#### [TRY IT]
Repeat the data that follows, keeping every character intact.

#### [INPUT DATA]
'''
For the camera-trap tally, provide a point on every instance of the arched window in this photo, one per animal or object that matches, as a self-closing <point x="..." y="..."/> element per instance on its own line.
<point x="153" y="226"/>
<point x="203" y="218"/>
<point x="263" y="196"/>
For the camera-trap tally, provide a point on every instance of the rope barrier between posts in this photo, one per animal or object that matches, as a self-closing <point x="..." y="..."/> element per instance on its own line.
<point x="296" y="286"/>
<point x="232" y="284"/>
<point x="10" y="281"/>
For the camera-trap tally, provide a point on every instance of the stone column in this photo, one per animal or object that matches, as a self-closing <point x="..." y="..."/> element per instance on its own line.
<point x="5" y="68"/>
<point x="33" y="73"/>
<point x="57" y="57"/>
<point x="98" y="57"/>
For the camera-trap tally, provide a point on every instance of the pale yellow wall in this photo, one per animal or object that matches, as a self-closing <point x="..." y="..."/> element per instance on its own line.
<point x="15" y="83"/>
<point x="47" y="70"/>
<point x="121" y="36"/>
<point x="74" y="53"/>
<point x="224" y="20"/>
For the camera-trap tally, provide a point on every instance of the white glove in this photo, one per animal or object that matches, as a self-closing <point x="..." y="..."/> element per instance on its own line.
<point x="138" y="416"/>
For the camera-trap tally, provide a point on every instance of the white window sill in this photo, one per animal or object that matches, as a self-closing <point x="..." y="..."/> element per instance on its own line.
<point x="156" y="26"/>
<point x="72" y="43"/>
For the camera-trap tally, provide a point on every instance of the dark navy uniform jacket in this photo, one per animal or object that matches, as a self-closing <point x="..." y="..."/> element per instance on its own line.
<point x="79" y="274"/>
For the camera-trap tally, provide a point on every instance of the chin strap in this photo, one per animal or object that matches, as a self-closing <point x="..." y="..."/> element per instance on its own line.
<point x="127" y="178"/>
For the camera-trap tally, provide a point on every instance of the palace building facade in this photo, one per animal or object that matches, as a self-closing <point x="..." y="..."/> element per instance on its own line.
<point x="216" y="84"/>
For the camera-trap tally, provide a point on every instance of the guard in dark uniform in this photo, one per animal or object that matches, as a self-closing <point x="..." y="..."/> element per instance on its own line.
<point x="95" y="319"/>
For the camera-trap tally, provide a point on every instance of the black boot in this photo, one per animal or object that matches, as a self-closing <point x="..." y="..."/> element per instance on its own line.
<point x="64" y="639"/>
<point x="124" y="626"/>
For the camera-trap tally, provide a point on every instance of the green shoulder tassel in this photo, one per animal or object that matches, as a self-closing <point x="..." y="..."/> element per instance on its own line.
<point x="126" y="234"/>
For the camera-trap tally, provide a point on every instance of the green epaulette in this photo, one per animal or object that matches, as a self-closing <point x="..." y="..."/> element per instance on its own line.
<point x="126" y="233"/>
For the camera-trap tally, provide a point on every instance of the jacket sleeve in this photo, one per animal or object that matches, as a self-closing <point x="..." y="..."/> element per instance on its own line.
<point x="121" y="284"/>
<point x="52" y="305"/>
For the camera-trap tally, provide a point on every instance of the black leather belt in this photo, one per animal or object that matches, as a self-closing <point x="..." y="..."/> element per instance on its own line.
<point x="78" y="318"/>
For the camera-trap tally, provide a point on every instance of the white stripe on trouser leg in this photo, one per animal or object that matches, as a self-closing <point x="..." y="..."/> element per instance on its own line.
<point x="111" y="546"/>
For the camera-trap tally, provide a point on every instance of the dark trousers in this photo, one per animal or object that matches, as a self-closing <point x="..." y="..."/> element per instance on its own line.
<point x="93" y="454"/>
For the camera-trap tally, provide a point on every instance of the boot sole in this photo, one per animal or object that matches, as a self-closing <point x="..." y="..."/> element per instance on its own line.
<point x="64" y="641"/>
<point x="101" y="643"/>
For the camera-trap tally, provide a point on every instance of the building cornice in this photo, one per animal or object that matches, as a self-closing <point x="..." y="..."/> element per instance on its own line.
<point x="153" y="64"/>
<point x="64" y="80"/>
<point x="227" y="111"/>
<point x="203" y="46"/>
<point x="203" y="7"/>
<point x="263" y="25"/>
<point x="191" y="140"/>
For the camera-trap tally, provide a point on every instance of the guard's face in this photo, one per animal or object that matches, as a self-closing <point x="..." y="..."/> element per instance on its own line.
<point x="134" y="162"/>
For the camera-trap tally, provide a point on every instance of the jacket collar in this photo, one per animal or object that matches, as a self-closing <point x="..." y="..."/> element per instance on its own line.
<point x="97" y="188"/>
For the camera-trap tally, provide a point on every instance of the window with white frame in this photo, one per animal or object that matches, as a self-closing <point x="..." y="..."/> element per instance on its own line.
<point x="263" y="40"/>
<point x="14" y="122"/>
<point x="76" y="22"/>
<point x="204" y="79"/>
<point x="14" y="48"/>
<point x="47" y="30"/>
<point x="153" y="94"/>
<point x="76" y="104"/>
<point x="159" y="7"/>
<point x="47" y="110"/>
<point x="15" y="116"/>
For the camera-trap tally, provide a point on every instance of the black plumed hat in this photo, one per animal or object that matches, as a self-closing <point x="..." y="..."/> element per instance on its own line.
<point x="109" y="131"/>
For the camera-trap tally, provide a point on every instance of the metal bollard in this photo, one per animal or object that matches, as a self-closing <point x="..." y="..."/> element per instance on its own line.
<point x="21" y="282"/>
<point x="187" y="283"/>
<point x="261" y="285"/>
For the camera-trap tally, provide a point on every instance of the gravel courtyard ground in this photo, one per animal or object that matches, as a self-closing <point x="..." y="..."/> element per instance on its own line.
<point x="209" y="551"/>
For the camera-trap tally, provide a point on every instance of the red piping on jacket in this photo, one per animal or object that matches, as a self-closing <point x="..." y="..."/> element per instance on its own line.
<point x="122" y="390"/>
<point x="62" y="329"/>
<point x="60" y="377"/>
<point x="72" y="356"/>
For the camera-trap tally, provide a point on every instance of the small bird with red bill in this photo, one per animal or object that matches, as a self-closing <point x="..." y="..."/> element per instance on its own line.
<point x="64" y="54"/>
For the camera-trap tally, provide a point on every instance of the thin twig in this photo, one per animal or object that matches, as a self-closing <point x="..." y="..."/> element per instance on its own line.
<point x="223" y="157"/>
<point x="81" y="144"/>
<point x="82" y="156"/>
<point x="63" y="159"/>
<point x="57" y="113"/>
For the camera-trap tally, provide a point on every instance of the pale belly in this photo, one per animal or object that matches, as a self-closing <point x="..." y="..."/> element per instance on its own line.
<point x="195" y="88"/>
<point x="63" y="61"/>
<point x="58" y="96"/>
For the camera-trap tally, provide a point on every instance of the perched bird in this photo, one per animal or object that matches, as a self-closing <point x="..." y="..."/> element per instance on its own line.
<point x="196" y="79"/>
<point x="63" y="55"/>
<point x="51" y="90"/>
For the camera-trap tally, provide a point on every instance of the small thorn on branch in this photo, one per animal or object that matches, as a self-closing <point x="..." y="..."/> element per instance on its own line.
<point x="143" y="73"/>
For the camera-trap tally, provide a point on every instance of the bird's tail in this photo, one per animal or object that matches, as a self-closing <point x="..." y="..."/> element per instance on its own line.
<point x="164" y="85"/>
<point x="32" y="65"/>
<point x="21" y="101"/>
'''
#### [SOLUTION]
For the camera-trap tally, provide a point on every instance of the arched window in this photo, one per animal or object that matches, as a self-closing <point x="..." y="..."/> element per instance on its own line.
<point x="153" y="226"/>
<point x="203" y="218"/>
<point x="263" y="196"/>
For the camera-trap tally, provide a point on every instance of the rope barrier between posts in this photo, one per animal or object that matches, as a self-closing <point x="..." y="..."/> element per instance on its own line.
<point x="296" y="286"/>
<point x="232" y="284"/>
<point x="10" y="281"/>
For the camera-trap tally, provide a point on every instance of the stone column in this photo, one per animal or object that matches, as a self-closing <point x="..." y="..."/> element per instance on its own line.
<point x="5" y="68"/>
<point x="33" y="73"/>
<point x="57" y="57"/>
<point x="98" y="57"/>
For the camera-trap tally, provide a point on every instance of the pale yellow wall in this photo, one per animal or object that matches, as a self-closing <point x="..." y="..."/> element per instance on its own line.
<point x="15" y="83"/>
<point x="47" y="70"/>
<point x="121" y="36"/>
<point x="74" y="53"/>
<point x="224" y="20"/>
For the camera-trap tally, provide a point on every instance of the white glove in this photo, one per animal or object that matches, as a self-closing <point x="..." y="..."/> element per instance on its own line.
<point x="138" y="416"/>
For the camera-trap tally, provide a point on every instance of the white window sill in this photo, one per animal or object that matches, as a self-closing <point x="..." y="..."/> element per instance on its own line.
<point x="156" y="26"/>
<point x="72" y="43"/>
For the camera-trap tally, provide a point on every instance of the dark navy uniform jacket in this photo, one per animal or object that matches, as a self-closing <point x="..." y="..."/> element per instance on its own line.
<point x="79" y="274"/>
For the camera-trap tally, provide a point on every instance of the chin strap in this photo, one per animal or object that matches, as a self-closing <point x="..." y="..."/> element per instance on its own line.
<point x="127" y="178"/>
For the camera-trap tally, provide a point on every instance of the palace building facade in this photo, one per animal or object that matches, as a self-closing <point x="..." y="..."/> element per instance on its own line.
<point x="216" y="84"/>
For the camera-trap tally, provide a point on every instance of the guard in dark uniform in this photo, one per animal or object that matches, as a self-closing <point x="..." y="..."/> element per instance on its own line.
<point x="95" y="319"/>
For the camera-trap tally, provide a point on every instance of the black boot in this photo, one per animal or object that matches, as a self-closing <point x="..." y="..."/> element per instance on its own line.
<point x="64" y="639"/>
<point x="124" y="626"/>
For the camera-trap tally, provide a point on every instance of the green shoulder tassel in this photo, one per animal or object that matches, as a self-closing <point x="..." y="..."/> element per instance on its own line.
<point x="126" y="234"/>
For the camera-trap tally, provide a point on every instance of the green epaulette in this photo, one per animal or object that matches, as a self-closing <point x="..." y="..."/> element per instance on its own line.
<point x="126" y="233"/>
For the camera-trap tally, provide a point on every instance of the jacket sleeve in this photo, one per animal or object that matches, as a self-closing <point x="..." y="..."/> element per instance on its own line.
<point x="121" y="284"/>
<point x="52" y="305"/>
For the camera-trap tally, provide a point on every instance of the black leather belt in this photo, one per animal or object that matches, as a self-closing <point x="..." y="..."/> element per instance on its own line.
<point x="78" y="318"/>
For the camera-trap tally, provide a point on every instance of the white stripe on trouser leg in this photo, one per animal or object that matches, as a self-closing <point x="..." y="..."/> element per instance on its own line.
<point x="111" y="546"/>
For the camera-trap tally, provide a point on every instance of the dark trousers in this photo, one per animal or object that matches, as a self-closing <point x="..." y="..."/> element per instance on its own line.
<point x="93" y="454"/>
For the camera-trap tally, provide a point on every instance of the boot sole in this photo, one per animal or object that matches, as a self-closing <point x="..." y="..."/> element per instance on its own line.
<point x="64" y="641"/>
<point x="101" y="643"/>
For the camera-trap tally, provide a point on every instance of the building cornice in this photo, one per animal or object that matches, as a self-closing <point x="..." y="..."/> element per instance on its own line.
<point x="153" y="64"/>
<point x="64" y="80"/>
<point x="227" y="111"/>
<point x="203" y="46"/>
<point x="203" y="7"/>
<point x="263" y="25"/>
<point x="191" y="140"/>
For the camera-trap tally, provide a point on every instance of the guard's face in this photo, one per animal or object that matches, as a self-closing <point x="..." y="..."/> element per instance on its own line.
<point x="134" y="162"/>
For the camera-trap tally, provide a point on every instance of the jacket collar in this photo, one per animal or object that matches, as a self-closing <point x="..." y="..."/> element per instance on its own line.
<point x="97" y="188"/>
For the camera-trap tally, provide a point on every instance of the window with white frame in this photo, one per animal or object that matches, as a self-closing <point x="..." y="..."/> element per instance on its own line.
<point x="263" y="40"/>
<point x="14" y="122"/>
<point x="76" y="22"/>
<point x="204" y="79"/>
<point x="14" y="48"/>
<point x="47" y="30"/>
<point x="153" y="94"/>
<point x="76" y="104"/>
<point x="159" y="7"/>
<point x="47" y="110"/>
<point x="15" y="116"/>
For the camera-trap tally, provide a point on every instance of the black plumed hat in this photo, one per animal or object that matches, as a self-closing <point x="..." y="..."/> element per instance on its own line.
<point x="109" y="131"/>
For the camera-trap tally, provide a point on every instance of the metal bollard in this photo, one per animal or object that matches, as a self-closing <point x="..." y="..."/> element per instance on its own line.
<point x="21" y="282"/>
<point x="187" y="283"/>
<point x="261" y="285"/>
For the camera-trap tally, provide a point on every instance of the gravel courtyard ground in this photo, one per animal or object that matches, as a self-closing <point x="..." y="..."/> element per instance on its own line.
<point x="209" y="551"/>
For the camera-trap tally, provide a point on every instance of the red piping on jacket in this photo, one per animal or object that matches, as a self-closing <point x="..." y="..."/> element per instance on its own line.
<point x="122" y="390"/>
<point x="62" y="329"/>
<point x="60" y="377"/>
<point x="72" y="356"/>
For the camera-trap tally, provide a point on every instance of the small bird with red bill in this photo, one per animal or object that matches, as a self-closing <point x="..." y="..."/> element per instance on its own line.
<point x="64" y="54"/>
For the camera-trap tally, provide a point on every instance of the thin twig in this photo, one per animal or object that matches, as a self-closing <point x="..." y="..."/> element per instance on its own line.
<point x="223" y="157"/>
<point x="81" y="144"/>
<point x="82" y="156"/>
<point x="63" y="159"/>
<point x="57" y="113"/>
For the camera-trap tally, provide a point on every instance of the pale belly in this photo, one per animal or object that matches, as a self-closing <point x="..." y="..."/> element per instance on its own line.
<point x="195" y="88"/>
<point x="63" y="61"/>
<point x="58" y="96"/>
For the camera-trap tally, provide a point on every instance of the perched bird in this photo, one per animal or object that matches, as a self-closing <point x="..." y="..."/> element per instance on its own line.
<point x="196" y="79"/>
<point x="63" y="55"/>
<point x="51" y="90"/>
For the camera-trap tally, provide a point on every instance of the small thorn on branch in this photo, one per animal or object that matches, as a self-closing <point x="..." y="..."/> element per instance on its own line.
<point x="143" y="73"/>
For the camera-trap tally, provide a point on every instance of the bird's tail in this photo, one per animal or object that matches, as a self-closing <point x="..." y="..."/> element per instance on its own line.
<point x="164" y="85"/>
<point x="32" y="65"/>
<point x="21" y="101"/>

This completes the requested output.